Cosa produrre:
Riporta senza alcuna modifica le righe dei record che vanno da quella contenente "Would you kindly indicate the light switch in" fino a quella contenente "column 589, row 302", entrambe comprese.

Record archiviati:

◆ ◆ ◆ ◆

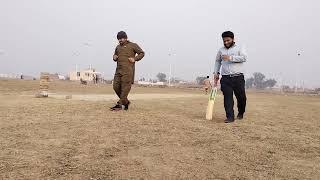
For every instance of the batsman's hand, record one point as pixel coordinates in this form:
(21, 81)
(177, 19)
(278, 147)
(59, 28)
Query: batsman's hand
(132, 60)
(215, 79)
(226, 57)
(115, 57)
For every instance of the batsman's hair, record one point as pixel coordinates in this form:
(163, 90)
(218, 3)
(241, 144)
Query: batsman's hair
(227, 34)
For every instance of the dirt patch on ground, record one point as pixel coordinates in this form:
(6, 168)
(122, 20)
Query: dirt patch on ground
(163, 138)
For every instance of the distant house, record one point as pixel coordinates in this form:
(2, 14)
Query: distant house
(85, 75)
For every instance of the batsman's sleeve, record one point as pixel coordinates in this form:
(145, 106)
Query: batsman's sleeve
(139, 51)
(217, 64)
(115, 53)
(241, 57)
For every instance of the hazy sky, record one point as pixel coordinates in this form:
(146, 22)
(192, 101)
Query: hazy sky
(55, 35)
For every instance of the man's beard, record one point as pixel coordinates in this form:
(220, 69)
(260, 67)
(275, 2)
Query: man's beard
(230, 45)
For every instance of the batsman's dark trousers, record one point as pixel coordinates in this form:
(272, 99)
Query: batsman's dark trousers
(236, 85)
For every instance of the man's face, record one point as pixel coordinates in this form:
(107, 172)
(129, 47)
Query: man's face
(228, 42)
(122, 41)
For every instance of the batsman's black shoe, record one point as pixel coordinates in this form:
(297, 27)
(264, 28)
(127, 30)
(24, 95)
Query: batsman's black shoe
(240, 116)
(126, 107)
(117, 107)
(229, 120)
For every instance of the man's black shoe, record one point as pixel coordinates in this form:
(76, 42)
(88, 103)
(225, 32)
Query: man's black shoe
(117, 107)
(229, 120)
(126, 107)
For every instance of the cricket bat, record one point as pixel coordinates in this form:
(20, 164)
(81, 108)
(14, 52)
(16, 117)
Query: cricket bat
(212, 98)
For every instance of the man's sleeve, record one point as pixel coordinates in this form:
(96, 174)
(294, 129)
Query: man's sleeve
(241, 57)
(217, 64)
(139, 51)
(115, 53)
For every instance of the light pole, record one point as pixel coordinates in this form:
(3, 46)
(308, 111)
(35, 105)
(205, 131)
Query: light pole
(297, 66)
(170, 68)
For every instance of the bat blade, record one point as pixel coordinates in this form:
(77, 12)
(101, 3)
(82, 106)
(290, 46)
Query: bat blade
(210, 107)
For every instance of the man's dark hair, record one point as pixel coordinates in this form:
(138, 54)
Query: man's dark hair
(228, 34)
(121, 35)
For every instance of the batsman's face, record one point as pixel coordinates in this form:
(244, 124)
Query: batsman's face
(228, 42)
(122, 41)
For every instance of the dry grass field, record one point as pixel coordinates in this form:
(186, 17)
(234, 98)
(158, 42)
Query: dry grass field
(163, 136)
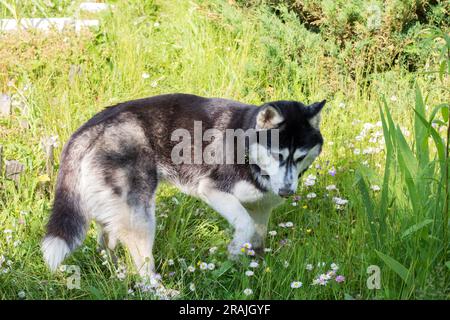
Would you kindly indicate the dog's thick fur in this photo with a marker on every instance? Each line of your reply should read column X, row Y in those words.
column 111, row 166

◆ ◆ ◆ ◆

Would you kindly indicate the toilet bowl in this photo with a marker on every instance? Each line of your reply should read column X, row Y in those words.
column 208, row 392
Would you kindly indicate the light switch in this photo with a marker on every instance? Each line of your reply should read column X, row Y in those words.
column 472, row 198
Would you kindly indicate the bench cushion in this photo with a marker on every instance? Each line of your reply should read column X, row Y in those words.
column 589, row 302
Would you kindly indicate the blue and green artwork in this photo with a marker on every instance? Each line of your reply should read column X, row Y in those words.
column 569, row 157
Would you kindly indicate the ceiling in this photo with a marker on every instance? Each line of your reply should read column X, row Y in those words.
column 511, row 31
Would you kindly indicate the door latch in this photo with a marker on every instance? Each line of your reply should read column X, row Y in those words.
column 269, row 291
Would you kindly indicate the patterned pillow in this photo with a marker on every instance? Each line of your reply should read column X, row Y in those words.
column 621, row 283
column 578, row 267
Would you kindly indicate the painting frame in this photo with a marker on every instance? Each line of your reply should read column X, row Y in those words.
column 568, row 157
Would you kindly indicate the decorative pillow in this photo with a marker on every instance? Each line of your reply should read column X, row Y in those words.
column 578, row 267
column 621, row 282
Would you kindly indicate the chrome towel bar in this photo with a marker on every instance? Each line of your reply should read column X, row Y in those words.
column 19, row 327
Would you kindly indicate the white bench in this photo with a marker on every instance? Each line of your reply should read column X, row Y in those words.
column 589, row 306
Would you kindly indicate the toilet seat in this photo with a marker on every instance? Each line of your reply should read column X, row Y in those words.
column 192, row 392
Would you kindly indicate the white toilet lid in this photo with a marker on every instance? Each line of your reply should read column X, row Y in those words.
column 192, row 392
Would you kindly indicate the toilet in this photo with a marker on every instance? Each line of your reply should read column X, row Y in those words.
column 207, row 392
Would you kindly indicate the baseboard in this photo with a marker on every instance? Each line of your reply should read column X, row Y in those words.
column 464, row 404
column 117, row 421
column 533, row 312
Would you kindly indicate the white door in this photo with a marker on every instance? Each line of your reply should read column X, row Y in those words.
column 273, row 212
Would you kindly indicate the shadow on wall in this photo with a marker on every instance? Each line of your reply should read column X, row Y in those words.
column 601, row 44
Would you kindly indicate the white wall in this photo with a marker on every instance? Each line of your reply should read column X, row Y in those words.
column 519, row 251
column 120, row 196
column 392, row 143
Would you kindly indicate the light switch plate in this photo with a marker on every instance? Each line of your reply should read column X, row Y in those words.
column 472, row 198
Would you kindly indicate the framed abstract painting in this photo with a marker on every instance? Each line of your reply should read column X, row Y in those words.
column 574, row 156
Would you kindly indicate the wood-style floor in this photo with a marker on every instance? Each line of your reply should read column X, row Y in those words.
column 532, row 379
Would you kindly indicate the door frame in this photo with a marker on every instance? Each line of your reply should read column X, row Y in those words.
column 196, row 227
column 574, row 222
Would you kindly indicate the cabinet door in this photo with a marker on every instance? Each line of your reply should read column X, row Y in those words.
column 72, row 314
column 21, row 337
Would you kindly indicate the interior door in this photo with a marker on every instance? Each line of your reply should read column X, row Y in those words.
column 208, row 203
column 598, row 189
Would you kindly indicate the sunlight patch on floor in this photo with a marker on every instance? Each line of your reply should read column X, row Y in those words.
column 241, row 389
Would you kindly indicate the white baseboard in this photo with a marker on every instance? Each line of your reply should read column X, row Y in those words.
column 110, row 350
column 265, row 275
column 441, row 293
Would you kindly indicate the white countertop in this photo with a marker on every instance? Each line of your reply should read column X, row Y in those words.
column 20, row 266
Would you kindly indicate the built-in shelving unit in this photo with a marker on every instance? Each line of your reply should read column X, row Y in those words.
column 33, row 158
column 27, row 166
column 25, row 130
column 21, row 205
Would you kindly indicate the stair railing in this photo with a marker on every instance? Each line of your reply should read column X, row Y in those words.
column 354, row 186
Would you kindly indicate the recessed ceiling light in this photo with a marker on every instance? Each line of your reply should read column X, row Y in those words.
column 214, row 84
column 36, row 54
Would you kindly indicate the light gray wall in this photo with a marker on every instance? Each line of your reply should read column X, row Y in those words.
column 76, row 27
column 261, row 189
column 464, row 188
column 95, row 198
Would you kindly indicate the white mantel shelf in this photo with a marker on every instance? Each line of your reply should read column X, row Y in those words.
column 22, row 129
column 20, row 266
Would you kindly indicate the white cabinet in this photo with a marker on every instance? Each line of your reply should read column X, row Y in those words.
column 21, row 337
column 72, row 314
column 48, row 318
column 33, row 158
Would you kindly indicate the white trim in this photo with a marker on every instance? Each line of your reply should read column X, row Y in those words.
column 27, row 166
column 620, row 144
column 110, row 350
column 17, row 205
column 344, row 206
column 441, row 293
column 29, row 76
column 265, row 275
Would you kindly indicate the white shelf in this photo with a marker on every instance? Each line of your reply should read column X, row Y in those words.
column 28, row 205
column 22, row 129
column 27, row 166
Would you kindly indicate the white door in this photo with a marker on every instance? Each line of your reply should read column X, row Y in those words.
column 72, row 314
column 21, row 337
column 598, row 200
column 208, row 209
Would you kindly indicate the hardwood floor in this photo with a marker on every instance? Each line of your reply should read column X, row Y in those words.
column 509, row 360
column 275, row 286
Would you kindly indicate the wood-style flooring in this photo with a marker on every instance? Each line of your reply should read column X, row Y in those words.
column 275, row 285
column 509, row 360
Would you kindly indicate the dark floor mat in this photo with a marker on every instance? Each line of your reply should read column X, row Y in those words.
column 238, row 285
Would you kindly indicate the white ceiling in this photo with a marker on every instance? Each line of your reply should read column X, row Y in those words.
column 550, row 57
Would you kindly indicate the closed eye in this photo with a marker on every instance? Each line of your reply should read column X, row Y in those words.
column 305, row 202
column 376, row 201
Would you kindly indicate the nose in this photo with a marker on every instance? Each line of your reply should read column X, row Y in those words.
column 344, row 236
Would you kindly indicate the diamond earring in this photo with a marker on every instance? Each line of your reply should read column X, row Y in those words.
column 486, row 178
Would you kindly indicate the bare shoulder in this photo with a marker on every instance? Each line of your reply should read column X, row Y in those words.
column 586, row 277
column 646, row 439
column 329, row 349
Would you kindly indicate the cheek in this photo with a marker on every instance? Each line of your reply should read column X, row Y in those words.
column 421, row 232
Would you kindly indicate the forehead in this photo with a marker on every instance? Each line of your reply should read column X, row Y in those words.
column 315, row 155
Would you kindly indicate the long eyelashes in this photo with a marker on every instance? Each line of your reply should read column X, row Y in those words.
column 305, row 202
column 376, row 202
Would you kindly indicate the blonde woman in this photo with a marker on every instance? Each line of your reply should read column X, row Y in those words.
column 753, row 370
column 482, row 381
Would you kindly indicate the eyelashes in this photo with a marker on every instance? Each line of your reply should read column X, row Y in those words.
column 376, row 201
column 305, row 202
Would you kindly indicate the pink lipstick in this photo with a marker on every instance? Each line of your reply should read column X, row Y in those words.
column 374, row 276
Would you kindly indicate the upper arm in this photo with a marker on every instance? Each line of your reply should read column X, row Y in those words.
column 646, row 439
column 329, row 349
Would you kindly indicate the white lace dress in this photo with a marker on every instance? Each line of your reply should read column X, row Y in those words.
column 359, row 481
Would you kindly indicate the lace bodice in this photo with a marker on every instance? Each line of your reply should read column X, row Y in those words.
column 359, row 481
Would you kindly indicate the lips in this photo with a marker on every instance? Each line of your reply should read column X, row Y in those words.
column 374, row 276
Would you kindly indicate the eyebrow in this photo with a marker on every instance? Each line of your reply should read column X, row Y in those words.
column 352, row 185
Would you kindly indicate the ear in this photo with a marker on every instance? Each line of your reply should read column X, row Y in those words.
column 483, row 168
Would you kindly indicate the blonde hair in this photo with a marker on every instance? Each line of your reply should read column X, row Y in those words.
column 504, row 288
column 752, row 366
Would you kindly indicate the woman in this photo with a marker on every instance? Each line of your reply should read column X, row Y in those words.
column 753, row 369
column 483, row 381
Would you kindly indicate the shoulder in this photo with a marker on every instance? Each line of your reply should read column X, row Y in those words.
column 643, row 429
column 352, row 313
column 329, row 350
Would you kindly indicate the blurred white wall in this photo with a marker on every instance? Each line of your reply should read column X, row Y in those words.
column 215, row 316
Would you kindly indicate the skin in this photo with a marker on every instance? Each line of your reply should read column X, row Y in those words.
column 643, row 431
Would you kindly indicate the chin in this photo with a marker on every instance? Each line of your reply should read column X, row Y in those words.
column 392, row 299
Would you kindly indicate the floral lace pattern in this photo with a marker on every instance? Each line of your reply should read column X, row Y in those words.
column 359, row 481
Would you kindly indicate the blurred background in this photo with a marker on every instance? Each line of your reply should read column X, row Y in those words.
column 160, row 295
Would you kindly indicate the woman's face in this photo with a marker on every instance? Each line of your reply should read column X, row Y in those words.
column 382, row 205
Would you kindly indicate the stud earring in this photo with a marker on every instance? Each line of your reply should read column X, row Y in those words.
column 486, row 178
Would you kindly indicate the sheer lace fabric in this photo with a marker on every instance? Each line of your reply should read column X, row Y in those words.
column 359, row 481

◆ ◆ ◆ ◆

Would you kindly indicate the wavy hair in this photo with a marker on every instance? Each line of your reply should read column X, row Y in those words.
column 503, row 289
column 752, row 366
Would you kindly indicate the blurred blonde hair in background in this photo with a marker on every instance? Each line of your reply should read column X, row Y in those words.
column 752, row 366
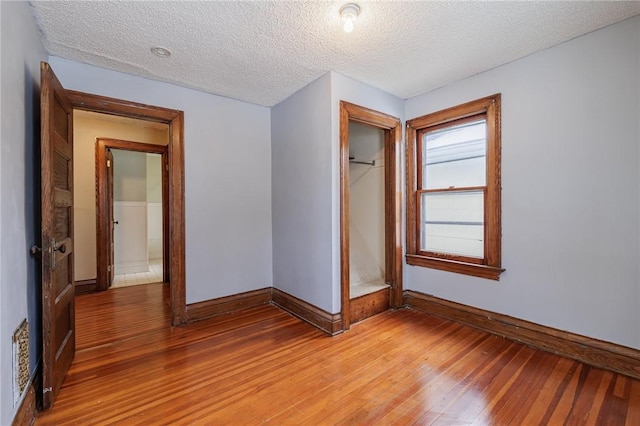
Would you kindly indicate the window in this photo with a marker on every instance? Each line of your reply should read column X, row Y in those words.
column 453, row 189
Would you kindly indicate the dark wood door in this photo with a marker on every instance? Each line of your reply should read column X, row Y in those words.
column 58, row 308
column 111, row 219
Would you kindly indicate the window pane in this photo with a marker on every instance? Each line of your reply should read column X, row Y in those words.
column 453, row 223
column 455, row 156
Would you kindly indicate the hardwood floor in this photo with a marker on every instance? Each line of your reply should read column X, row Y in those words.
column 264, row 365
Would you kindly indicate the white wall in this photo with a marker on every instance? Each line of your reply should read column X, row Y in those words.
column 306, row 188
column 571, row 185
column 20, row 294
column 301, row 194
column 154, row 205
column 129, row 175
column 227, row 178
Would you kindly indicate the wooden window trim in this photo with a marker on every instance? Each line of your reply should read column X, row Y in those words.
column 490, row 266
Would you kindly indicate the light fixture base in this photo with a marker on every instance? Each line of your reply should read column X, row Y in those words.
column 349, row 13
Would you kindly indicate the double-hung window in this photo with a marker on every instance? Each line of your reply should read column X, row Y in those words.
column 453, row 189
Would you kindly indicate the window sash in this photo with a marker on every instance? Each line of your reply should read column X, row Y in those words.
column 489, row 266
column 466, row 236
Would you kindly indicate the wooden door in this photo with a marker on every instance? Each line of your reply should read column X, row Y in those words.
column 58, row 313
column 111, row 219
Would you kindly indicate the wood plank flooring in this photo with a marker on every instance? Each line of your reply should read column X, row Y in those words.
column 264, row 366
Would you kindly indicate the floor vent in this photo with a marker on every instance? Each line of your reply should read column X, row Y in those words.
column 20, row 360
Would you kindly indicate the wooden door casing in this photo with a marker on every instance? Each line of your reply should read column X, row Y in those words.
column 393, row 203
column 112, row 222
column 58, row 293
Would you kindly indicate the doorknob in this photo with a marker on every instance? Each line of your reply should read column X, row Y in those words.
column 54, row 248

◆ ◆ ◆ ◆

Risultato dell'esercizio:
Would you kindly indicate the light switch in this photo with a marker on every instance? Each line of your reply should read column X, row Y in those words.
column 472, row 198
Would you kindly indicate the bench cushion in this photo with a marker on every instance? Each line of your reply should read column X, row Y in those words.
column 589, row 302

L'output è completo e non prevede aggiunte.